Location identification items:

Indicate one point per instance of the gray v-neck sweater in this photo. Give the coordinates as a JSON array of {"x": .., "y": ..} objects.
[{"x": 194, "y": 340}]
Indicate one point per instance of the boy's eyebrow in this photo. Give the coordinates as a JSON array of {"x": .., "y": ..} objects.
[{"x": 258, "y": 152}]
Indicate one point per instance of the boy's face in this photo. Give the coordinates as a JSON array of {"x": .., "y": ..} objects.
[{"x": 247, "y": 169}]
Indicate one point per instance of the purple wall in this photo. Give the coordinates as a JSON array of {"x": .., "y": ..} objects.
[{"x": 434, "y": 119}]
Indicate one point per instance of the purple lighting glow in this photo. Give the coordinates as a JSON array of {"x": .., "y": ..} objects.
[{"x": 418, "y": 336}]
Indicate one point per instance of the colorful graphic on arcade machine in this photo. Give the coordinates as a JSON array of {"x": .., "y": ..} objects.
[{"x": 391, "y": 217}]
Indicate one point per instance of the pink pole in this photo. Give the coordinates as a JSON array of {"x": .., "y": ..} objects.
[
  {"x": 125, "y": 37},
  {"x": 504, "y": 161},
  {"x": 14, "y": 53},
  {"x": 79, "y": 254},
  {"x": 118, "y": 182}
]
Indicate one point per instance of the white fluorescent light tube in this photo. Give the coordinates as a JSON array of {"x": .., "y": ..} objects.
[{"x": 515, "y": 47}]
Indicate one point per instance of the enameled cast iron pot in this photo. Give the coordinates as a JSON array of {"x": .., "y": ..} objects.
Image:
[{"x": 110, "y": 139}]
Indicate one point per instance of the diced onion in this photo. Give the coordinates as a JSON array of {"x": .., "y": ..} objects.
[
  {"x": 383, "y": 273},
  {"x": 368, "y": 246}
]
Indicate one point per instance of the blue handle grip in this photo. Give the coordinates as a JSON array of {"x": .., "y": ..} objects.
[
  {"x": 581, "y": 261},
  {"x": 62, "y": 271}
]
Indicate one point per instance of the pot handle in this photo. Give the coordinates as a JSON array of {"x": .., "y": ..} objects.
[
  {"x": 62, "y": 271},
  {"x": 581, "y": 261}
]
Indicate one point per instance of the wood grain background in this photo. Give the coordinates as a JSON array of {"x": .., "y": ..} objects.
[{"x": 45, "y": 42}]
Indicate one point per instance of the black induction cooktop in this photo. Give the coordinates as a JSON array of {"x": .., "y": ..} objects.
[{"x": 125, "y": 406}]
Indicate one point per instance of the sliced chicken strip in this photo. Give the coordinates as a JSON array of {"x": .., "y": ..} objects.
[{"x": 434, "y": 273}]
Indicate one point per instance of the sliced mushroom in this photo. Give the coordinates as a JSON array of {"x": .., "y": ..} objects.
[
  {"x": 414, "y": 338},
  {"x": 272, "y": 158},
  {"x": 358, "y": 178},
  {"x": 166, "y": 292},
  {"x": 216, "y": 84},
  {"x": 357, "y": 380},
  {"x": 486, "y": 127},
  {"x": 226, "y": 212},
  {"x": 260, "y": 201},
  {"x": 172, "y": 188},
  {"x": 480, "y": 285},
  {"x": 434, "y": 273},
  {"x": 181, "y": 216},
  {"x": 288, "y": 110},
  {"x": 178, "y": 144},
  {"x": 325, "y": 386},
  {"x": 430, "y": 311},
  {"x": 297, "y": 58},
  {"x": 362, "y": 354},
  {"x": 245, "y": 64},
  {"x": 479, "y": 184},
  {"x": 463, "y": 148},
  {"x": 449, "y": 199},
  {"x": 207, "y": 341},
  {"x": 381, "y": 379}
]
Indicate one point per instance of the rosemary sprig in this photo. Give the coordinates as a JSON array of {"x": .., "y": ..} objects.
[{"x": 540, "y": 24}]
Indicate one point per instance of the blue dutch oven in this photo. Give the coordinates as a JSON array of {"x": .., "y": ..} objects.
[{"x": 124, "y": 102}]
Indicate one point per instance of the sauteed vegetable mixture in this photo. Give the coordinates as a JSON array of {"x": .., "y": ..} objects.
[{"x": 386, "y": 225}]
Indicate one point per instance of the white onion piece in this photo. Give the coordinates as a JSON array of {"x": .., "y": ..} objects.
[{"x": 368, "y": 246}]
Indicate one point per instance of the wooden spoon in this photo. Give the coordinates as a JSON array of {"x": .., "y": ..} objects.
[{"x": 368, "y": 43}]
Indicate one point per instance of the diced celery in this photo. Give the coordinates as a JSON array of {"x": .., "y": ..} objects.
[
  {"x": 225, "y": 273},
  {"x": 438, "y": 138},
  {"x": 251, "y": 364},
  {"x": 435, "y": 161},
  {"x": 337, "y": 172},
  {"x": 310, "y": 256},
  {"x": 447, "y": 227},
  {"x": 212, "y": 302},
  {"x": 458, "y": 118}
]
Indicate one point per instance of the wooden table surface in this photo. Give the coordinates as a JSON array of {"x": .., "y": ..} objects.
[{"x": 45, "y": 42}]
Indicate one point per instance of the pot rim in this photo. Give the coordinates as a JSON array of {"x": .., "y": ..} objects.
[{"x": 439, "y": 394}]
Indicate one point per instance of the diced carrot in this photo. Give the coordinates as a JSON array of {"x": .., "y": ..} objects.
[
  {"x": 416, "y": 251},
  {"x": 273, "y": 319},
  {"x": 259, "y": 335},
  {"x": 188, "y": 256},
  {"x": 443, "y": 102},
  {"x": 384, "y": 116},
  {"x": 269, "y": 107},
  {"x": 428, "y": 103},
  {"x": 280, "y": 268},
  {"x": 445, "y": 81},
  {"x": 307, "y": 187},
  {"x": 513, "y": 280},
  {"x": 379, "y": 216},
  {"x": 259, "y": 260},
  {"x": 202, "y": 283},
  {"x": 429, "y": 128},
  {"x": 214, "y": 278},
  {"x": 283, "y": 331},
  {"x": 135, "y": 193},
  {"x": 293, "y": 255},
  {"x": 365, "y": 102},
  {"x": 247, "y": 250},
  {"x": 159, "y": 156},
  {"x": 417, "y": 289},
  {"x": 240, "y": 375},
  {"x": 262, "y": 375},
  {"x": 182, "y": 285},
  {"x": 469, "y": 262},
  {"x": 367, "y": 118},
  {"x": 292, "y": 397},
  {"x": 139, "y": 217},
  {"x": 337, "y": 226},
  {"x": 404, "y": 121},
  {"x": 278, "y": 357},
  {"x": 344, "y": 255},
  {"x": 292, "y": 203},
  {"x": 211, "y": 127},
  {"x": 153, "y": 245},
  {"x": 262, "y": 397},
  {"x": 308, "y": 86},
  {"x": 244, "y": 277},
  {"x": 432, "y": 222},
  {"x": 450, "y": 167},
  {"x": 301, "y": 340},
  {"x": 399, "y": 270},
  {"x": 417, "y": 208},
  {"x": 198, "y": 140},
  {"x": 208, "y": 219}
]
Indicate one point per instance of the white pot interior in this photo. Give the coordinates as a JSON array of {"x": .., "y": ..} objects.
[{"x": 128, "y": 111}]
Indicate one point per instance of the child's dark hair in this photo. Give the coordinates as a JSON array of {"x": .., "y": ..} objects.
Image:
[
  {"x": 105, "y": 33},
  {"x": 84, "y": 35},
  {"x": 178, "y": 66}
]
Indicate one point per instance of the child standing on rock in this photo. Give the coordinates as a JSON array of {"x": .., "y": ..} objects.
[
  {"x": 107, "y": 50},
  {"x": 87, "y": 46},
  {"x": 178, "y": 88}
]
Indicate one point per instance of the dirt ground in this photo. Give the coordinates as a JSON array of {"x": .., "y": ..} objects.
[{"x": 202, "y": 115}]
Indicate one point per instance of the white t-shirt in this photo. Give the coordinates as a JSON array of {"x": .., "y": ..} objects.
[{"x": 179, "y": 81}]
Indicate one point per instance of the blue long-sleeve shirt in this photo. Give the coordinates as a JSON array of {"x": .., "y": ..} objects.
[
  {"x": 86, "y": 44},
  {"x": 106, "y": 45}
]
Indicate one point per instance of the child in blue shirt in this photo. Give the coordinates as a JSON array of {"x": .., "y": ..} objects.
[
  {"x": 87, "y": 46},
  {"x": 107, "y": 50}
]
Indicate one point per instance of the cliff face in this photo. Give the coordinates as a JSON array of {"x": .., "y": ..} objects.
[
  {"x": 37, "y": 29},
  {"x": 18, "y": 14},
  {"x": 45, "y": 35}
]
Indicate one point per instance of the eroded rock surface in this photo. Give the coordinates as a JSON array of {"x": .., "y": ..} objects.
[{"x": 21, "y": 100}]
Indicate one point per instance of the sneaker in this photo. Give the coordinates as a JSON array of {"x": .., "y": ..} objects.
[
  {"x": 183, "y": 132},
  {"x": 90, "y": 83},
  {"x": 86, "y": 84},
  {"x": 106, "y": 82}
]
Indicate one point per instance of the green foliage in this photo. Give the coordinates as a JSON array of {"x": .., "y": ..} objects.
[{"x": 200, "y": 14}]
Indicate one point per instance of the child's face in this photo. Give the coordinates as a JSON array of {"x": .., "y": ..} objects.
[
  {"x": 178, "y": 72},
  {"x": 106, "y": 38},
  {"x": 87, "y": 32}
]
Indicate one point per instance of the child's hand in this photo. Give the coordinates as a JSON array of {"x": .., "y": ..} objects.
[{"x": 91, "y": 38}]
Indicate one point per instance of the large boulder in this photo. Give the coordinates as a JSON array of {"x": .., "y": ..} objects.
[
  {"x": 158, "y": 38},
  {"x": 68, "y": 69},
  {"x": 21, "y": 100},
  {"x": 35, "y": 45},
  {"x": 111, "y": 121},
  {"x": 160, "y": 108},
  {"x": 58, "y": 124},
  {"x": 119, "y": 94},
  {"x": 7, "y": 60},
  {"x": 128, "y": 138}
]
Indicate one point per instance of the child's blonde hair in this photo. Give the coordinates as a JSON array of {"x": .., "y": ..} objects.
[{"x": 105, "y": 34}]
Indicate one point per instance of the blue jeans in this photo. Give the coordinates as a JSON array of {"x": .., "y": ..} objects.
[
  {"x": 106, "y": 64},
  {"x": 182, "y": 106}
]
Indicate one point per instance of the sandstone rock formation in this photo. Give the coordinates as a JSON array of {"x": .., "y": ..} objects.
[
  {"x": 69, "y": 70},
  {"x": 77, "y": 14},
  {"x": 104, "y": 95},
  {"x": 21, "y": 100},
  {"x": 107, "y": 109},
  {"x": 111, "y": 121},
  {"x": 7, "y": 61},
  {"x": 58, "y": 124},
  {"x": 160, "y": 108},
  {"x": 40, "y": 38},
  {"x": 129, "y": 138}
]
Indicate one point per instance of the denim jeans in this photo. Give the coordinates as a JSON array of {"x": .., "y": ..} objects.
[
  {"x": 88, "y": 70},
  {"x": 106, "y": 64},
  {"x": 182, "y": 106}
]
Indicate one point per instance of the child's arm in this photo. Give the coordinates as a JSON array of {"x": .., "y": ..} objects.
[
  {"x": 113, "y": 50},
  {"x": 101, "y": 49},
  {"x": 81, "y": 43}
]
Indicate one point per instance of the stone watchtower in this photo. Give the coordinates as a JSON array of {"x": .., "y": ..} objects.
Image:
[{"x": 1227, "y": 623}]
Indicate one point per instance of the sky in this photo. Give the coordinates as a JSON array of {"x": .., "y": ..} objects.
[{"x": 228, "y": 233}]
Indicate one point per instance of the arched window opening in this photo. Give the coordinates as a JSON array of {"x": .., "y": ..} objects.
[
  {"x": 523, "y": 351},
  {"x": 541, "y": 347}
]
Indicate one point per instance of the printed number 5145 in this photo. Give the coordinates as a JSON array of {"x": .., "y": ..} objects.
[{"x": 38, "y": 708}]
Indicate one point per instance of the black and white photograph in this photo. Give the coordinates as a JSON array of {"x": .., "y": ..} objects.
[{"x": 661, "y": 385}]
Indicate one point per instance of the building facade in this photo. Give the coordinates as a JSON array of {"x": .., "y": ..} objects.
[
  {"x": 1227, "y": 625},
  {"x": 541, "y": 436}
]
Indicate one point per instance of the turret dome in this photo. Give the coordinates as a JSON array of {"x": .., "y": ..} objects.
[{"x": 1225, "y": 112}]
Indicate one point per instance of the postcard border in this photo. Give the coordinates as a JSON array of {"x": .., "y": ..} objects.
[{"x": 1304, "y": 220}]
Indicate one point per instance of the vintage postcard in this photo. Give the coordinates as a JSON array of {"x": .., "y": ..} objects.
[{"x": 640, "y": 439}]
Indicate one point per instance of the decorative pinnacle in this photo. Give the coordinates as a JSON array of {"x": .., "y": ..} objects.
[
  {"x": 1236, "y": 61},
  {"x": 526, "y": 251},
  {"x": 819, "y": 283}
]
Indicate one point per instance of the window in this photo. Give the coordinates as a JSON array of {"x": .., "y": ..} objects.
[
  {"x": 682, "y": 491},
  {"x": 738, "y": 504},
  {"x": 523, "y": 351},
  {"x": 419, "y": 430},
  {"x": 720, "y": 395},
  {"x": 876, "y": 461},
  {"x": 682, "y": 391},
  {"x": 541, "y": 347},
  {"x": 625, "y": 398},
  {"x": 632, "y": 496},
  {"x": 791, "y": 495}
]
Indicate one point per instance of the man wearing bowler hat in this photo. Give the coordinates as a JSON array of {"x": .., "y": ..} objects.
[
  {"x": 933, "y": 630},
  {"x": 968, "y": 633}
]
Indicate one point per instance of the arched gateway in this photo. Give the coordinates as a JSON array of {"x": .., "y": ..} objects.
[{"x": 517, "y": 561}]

_Task objective_. Copy only this span: the line that contains "Indicate one point per instance of the vintage", the last line, and every line between them.

_Result for this task_.
Indicate one point per instance of the vintage postcard in this photo. Give the coordinates as a JSON array of {"x": .., "y": ..} objects.
[{"x": 640, "y": 439}]
Indicate one point per instance of the decorative pinnacle in this photo. Give the coordinates as a JSON array of {"x": .., "y": ..} objects.
[
  {"x": 1236, "y": 61},
  {"x": 526, "y": 251},
  {"x": 819, "y": 283}
]
Indicate one point per instance of the window in this photo. Give the coordinates as a JSON array of {"x": .., "y": ..} objects.
[
  {"x": 682, "y": 491},
  {"x": 738, "y": 504},
  {"x": 523, "y": 351},
  {"x": 419, "y": 430},
  {"x": 720, "y": 395},
  {"x": 876, "y": 461},
  {"x": 682, "y": 391},
  {"x": 541, "y": 347},
  {"x": 625, "y": 398},
  {"x": 632, "y": 496},
  {"x": 791, "y": 495}
]
Indicate one point per instance of the man wearing bowler hat in this photo. Give the coordinates as a JSON array of {"x": .., "y": ..} objects.
[
  {"x": 933, "y": 630},
  {"x": 968, "y": 633}
]
Indicate one point per instance of the arched gateway in this photo. Give the coordinates as a JSON array of {"x": .., "y": ..} objects.
[{"x": 517, "y": 561}]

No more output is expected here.